Directions for this task: Copy the stretch of the Osage Battalion passage from "Native American infantry" through "down its arms." word for word.

Excerpted passage:
========================================

Native American infantry unit of the Confederate States Army

The Osage Battalion was a Native American unit of the Confederate States Army. Recruited from among the Osage tribe, whose loyalties were split between the Union and Confederacy, it did not meet its 500-man establishment. From early 1863 a four-company battalion of 200 men served under Brigadier General Douglas H. Cooper in the Trans-Mississippi Department. In 1864 the unit was transferred to the First Indian Brigade under Native American Brigadier General Stand Watie and fought under his command at the Second Battle of Cabin Creek on September 19, 1864. The battalion surrendered to Union forces on June 23, 1865, one of the last Confederate units to lay down its arms.

== Background ==
By the start of the American Civil War in 1861 most of the Osage tribe lived in Southeastern Kansas, a newly admitted state which remained generally in Union hands throughout the war. The Indian Territory, modern Oklahoma, lay immediately to the south of Kansas and had recently been designated a home for the Five Civilized Tribes of the Cherokee, Chickasaw, Choctaw, Creek, and Seminole. The Osage were split into two major groups, the Great Osage and the Little Osage, and then into separate semi-autonomous bands. Prior to the war the two major American influences upon the Osage were the Jesuit mission at Osage Mission's post in Neosho County, whose members generally favored the Union, and the prominent merchant John Allen Mathews, who favored the Confederacy.

========================================

Information provided:

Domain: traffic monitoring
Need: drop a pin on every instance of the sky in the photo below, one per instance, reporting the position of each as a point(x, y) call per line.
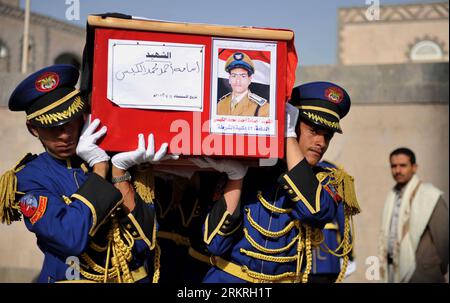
point(314, 22)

========================================

Exercise response:
Native American infantry unit of the Confederate States Army

The Osage Battalion was a Native American unit of the Confederate States Army. Recruited from among the Osage tribe, whose loyalties were split between the Union and Confederacy, it did not meet its 500-man establishment. From early 1863 a four-company battalion of 200 men served under Brigadier General Douglas H. Cooper in the Trans-Mississippi Department. In 1864 the unit was transferred to the First Indian Brigade under Native American Brigadier General Stand Watie and fought under his command at the Second Battle of Cabin Creek on September 19, 1864. The battalion surrendered to Union forces on June 23, 1865, one of the last Confederate units to lay down its arms.